● INSTRUCTIONS:
A. Answer these from the Sanders family blog post, one line each:
(i) On which Choctaw Freedman card number was Louisa listed with the rest of the Walton family?
(ii) In what year did the sibling who named the children in the old school photo pass away?
(iii) Who was listed as the midwife at the births of the Sanders children?
B. According to the Sanders family blog post, why were Bennie and George never added to the file? Answer in one to three sentences.
C. Carry on the Sanders family blog post from its last sentence.

(SELECTED PASSAGE Opens)

Saturday, December 30, 2017

The Sanders Family - Freedmen of the Choctaw Nation

This final piece in my 52-week blogging effort focuses on the Sanders family of the Choctaw Nation. The names of the children were found on Choctaw Freedman New Born Card #230. Their mother Louisa, was already enrolled on a regular Choctaw Freedman Card. George Sanders was the head of the family at the time, and the children of this family, are an extension of the family of Samuel and Sallie Walton.

They are the grandchildren of Sallie Walton, through her daughter Louisa, who was on Choctaw Freedman card #777 with the rest of the Walton family. 

Choctaw Freedman Enrollment Card #777
The National Archives at Ft. Worth Texas 1868-1914, NAI Number:  251747
Record Group Title: Records of the Bureau of Indian Affairs, Record Group 75

Louisa Ingram married George Sanders and with her husband she had several children, including the three children on the enrollment card #320 of Choctaw Freedmen. John Henry, Ethel and Eastern were the three oldest children. Two other children Bennie and George were later born, but they were born after the rolls closed and were never added to the file.

Choctaw Freedman Newborn Card #230

Among some family records an old photo was located taken at a small country school in the Choctaw Nation. Easter Sanders identified who her siblings were before she passed away in 1999. 

Sanders Children in Old Family photo

Personal Collection

The Application Jacket

The first items found in the application jacket were three birth affidavits for each of the Sanders children. John Henry, Ethel and Easter Sanders all had birth records that were recorded. A surprise for me was to learn that my great grandmother Sallie was listed as the midwife attending the births of her grandchildren.

(SELECTED PASSAGE Closes)
(DATASET SECTION Opens)

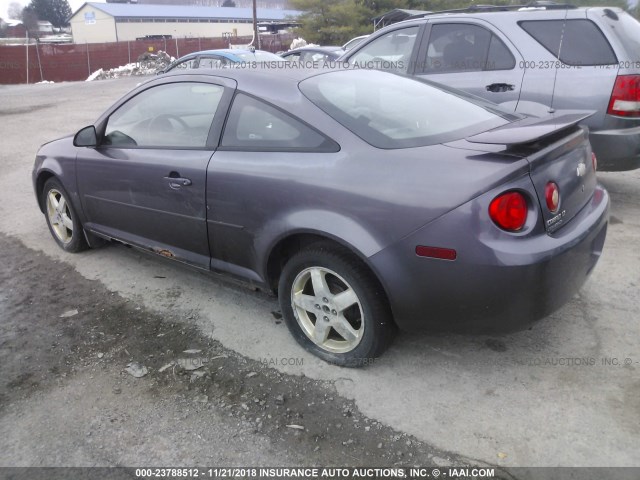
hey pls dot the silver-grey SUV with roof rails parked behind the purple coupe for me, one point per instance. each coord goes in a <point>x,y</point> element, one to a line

(DATASET SECTION Closes)

● EXERCISE ANSWERS:
A.
(i) Card #777
(ii) 1999
(iii) Sallie, the great grandmother of the post's author

B. Bennie and George were born after the rolls closed. Because of that, they were never added to the file.

C.
National Archives Publication M1301, Applications for Enrollment
(Also accessed from, Native American Collection, Choctaw Freedmen

(Same as above)

(Same as above)

 The interview was conducted with George Sanders the husband to Louisa. Questions were initially focused on the parents of Louisa Ingram. Louisa was previously enrolled on Choctaw Freedman Card #777 with Sallie Walton who was her mother. Her step father Samuel, and her brothers Houston and Sam Jr. were also on the same card. However the focus remained on her father who he was. Sanders was asked if he knew anything about John Williams as her father and his reply was that he did not. He mentioned that Samuel Walton had raised her and she always called him Pa.

Questions were also asked regarding Louisa's mother Sallie. In that exchange a references was made to a nickname that they used for Sallie. Sometimes they called her "Kittie".

Upon reading about her nickname I personally recall an uncle visiting the home speaking with Sallie, and him asking her "didn't they used to call you Kitty?" I remember that conversation from my childhood only because I thought it so odd. I recall that she did not reply, but she simply smiled at him, when he called her that name.

(I would only learn later that "Kitty" was also the name of her grandmother--her mother Amanda's mother's name was "Kitty Perry." I would also learn in a court document when Nail Perry would state that Kitty was sometimes called "Old Kit".)

Again the questions would drift back to the identity of Louisa's father.

(Same as above)

There was some concern whether papers had been submitted on time to enroll the children. George Sanders pointed out that he did mail in papers for Ethel and they had been submitted many months before. They became part of the official file as evidence for the case.

(Same as above)
It appears that in spite of the mother's status as an enrolled Choctaw Freedman, the fact that a deadline had been missed, put the children in jeopardy of being enrolled as Choctaw citizens. The stipulation was focusing on  submission of an application for the children prior to November 1906 and even the evidence submitted on Ethel's behalf, the case was denied. Appeals were made but the decision made "adverse" to the applicants was upheld.

(Same as above)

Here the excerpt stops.